Parts of the exercise:
(a) In the editorial on retro car design, reproduce word for word the stretch from "And clothing—bellbottoms are" through "in the 1970s.".
(b) Resume the editorial on retro car design, continuing after its final sentence.

E-mails are welcomed--if you have thoughts of your own to share, please send them.

Additional Spinning My Tires editorials can be found on the Archives page.


3/3/04

Back in February of 2003, I wrote about looking to the past to see the future. With that editorial, I was thinking more along the lines of somehow building soul back into the cars, a tangible feeling of quality in every single part.

This month, with the introduction of the Ford GT and the new Cobra show car, I thought to myself, “It looks like Ford’s building the nicest replicas in the world.” What is it about yesterday’s cars that make them such a magnet for today’s designers? Is original design dead, or is it just a passing fad to mine the past for the present?

It isn’t just cars, by the way. More than ever, music is leaning on the past. Many of the songs on the radio today are remakes of songs from years ago. As with cars, I wonder if it is simply a lack of creativity, a genuine love for the material, or just simple greed to generate a quick buck. If you have something new to add to an old standard, that’s great. But if you’re just doing a remake that closely resembles the original so you can have a guaranteed hit (because great music remains great no matter how old), well, that just looks like laziness to me.

And clothing—bellbottoms are back, for Pete’s sake! Who would have believe that? Certainly not me, a person who can claim with pride that I was not responsible for dressing myself in the 1970s.

Remember the 50s dream cars? They looked like rocket ships or boats or airplanes and featured bubble tops, turbine-themed everything, and used phrases like jet-age styling to describe the look. Well, the future has arrived, and the cars don’t look much like rocket ships and aren’t powered by turbines and can’t fly. Instead, the future cars look very much like yesterday’s cars and are powered by the good old internal combustion engine. Everything old is new again, eh?

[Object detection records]
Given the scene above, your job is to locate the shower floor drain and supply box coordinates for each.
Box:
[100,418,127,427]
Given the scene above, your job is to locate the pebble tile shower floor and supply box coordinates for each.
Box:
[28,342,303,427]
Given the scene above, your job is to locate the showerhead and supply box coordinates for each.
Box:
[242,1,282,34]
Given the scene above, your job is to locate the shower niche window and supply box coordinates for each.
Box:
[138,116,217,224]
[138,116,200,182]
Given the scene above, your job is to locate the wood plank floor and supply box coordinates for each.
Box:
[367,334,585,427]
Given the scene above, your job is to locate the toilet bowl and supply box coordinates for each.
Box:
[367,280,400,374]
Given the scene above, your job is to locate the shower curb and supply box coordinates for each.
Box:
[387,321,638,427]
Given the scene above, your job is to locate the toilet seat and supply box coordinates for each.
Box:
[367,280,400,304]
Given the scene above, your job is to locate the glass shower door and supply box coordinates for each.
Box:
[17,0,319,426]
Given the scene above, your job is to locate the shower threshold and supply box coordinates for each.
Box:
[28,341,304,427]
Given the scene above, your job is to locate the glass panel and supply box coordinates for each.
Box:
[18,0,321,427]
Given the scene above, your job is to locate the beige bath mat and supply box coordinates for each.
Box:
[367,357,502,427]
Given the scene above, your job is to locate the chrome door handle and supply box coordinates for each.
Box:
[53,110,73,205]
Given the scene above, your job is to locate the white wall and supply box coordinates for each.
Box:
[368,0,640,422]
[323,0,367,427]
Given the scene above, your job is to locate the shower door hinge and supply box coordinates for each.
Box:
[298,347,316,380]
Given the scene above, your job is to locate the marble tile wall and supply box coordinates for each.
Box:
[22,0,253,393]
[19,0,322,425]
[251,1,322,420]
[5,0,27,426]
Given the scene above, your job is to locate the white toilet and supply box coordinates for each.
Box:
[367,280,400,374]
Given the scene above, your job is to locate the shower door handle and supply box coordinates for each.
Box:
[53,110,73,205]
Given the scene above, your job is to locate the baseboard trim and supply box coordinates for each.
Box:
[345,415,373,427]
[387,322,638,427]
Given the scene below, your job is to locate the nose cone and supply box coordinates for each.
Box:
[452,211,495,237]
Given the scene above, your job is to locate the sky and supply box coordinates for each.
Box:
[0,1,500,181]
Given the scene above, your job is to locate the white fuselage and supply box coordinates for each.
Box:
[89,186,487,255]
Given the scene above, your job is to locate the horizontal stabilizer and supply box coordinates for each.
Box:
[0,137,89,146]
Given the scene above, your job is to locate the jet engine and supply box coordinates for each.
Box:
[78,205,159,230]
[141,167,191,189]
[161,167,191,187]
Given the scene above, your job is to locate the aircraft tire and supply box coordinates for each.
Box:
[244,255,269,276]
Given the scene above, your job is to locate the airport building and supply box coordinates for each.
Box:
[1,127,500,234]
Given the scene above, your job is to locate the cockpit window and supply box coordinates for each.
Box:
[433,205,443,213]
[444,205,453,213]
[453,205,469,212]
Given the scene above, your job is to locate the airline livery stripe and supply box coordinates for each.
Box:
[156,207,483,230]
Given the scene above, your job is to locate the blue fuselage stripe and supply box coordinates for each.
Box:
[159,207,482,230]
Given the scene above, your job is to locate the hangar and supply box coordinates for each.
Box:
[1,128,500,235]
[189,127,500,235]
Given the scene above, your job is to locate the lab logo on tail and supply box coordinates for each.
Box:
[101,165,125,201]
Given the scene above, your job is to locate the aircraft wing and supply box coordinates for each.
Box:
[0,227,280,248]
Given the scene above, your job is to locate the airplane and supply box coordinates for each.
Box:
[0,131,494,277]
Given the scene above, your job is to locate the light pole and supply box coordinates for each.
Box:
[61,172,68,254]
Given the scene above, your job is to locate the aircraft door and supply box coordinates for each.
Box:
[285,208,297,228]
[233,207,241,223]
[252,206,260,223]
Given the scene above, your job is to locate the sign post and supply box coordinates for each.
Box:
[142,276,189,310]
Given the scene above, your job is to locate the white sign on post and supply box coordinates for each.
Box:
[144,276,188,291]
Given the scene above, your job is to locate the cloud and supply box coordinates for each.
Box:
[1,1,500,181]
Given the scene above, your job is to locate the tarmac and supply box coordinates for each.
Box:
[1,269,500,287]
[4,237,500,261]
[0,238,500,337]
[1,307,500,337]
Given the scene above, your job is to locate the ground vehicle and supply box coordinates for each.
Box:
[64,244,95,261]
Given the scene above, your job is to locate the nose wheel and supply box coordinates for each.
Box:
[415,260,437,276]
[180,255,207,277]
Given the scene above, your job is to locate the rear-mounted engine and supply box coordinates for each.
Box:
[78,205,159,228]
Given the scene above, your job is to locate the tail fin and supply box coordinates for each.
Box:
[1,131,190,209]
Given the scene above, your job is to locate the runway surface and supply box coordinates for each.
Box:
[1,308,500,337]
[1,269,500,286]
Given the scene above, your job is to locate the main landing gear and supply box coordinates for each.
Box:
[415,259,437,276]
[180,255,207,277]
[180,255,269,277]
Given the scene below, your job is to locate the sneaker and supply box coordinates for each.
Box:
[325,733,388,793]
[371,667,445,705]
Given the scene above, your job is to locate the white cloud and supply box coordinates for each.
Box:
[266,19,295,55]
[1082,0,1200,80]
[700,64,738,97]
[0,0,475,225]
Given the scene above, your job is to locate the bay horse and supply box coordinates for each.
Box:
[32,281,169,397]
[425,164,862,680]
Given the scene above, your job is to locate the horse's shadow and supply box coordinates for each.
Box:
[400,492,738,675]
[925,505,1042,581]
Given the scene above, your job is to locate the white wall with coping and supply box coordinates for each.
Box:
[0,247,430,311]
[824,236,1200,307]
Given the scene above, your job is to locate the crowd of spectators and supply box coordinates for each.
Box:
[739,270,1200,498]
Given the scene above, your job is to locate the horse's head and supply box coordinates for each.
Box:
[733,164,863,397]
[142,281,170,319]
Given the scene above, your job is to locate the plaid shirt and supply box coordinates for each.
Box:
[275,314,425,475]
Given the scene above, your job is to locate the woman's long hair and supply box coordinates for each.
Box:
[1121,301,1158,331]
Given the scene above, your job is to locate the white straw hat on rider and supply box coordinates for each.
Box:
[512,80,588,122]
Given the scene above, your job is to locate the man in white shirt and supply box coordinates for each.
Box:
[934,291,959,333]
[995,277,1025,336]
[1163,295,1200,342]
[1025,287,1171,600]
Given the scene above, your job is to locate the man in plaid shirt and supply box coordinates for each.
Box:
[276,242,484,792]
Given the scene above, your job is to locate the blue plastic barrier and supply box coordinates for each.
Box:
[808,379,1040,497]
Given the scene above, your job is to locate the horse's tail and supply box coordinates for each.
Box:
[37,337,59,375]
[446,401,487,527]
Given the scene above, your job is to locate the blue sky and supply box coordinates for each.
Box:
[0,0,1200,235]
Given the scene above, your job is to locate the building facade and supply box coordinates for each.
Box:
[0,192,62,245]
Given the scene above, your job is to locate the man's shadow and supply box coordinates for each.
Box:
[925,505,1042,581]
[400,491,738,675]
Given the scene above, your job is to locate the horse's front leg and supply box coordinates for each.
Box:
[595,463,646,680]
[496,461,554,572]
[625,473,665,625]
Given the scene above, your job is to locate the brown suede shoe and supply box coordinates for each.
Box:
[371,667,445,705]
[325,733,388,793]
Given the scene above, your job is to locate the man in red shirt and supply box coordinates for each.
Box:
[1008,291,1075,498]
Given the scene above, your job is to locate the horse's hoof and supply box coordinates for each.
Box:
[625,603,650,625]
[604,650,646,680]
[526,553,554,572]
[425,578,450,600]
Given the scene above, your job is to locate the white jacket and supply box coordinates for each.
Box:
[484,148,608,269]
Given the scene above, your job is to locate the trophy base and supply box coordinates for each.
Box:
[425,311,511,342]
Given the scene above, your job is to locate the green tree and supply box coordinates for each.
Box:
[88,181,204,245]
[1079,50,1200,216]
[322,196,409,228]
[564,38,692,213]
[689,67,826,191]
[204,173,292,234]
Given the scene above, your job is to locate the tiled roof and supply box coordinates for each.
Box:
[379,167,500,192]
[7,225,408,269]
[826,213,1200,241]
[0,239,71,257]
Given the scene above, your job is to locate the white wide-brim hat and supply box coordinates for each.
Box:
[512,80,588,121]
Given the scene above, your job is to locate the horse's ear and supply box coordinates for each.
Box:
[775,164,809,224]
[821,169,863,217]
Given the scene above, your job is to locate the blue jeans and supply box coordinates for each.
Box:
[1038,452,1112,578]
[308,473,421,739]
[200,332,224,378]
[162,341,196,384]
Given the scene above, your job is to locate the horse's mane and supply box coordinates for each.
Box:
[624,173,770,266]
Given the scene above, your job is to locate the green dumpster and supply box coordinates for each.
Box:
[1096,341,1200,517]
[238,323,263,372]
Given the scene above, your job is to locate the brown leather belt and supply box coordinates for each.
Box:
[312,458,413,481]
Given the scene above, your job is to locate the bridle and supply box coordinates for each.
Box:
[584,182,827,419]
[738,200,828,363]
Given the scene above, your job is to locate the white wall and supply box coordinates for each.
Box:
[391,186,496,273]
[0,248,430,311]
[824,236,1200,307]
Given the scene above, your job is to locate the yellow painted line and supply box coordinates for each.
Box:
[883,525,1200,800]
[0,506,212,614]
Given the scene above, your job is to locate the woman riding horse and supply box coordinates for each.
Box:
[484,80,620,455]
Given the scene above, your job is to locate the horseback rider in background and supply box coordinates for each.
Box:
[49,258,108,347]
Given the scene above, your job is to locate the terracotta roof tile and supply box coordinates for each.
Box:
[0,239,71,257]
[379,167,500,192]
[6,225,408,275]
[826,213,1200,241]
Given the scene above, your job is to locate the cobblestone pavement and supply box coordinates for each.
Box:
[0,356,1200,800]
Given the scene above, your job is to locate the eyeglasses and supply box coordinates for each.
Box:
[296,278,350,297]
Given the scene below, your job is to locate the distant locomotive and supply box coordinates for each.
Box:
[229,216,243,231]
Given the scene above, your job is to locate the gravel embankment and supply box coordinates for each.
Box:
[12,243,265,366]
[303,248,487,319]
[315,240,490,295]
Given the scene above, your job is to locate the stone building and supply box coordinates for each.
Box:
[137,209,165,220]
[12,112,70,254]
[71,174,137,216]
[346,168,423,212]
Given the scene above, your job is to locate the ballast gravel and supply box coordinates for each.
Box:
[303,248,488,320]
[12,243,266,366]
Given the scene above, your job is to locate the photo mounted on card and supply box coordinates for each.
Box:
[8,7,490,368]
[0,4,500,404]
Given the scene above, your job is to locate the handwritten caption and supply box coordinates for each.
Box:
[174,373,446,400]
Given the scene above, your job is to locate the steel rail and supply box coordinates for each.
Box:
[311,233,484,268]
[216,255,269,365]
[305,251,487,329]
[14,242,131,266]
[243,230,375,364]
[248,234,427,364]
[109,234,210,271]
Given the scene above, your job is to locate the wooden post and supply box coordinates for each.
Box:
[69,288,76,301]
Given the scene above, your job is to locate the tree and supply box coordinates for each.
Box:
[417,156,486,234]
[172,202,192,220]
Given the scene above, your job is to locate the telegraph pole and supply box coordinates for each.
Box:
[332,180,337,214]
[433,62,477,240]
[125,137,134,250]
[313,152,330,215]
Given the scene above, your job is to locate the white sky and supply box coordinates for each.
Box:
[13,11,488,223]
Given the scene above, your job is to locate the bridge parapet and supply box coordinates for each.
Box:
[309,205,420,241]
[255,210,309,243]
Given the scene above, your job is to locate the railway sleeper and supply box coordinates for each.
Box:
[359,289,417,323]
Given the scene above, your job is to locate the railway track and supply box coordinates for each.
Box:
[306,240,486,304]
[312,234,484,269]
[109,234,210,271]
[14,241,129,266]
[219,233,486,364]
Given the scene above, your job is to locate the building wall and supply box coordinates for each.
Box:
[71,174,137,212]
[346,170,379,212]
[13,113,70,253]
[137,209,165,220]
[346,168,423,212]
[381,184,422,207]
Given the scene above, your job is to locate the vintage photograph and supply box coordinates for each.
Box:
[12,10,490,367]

Answers by task:
(a)
And clothing—bellbottoms are back, for Pete’s sake! Who would have believe that? Certainly not me, a person who can claim with pride that I was not responsible for dressing myself in the 1970s.

(b)
I think the trend really got rolling with the PT Cruiser. It showed up as a show car a few years before you could buy one at your local Chrysler dealer. I remember it, though I don’t really remember it being a huge hit with show goers. It changed somewhat by the time it reached consumers, but I think for the better. And it ignited a fashion statement that rattled the whole industry. Chrysler didn’t plan on building many PTs initially, fearful of public reaction. It turns out that they couldn’t keep up with demand, with early cars commanding up to $10,000 over sticker at some particularly greedy dealerships. The nostalgic look really seemed to touch something with car buyers.

Of course, the Porsche Boxter, Volkswagen New Beetle, then the Ford Thunderbird, the new Mini and the Chevy SSR pickup truck followed. These are not replicas, per se, but recreations for the modern age. But like the PT, sales of all of these vehicles have crashed a few years after their arrival (except the SSR, which hasn’t been around long enough to tank).

But now Ford with their GT and the new Cobra show car (which will likely be built following the GT’s production run) suggests that merely hinting at the shape of an old car might not be enough; why not just build a replica instead? The GT is an amazing machine, and I’ll admit that I’d love to have one in my driveway. I even kicked around the idea of building my own from a kit once or twice. But here’s a true factory-built and warranted replica. It doesn’t look like an update of a classic design—it is the classic design. Maybe it isn’t 40 inches tall like the original, but it’s so close as to blur the line between homage and flat-out copy. Is this the future of auto design?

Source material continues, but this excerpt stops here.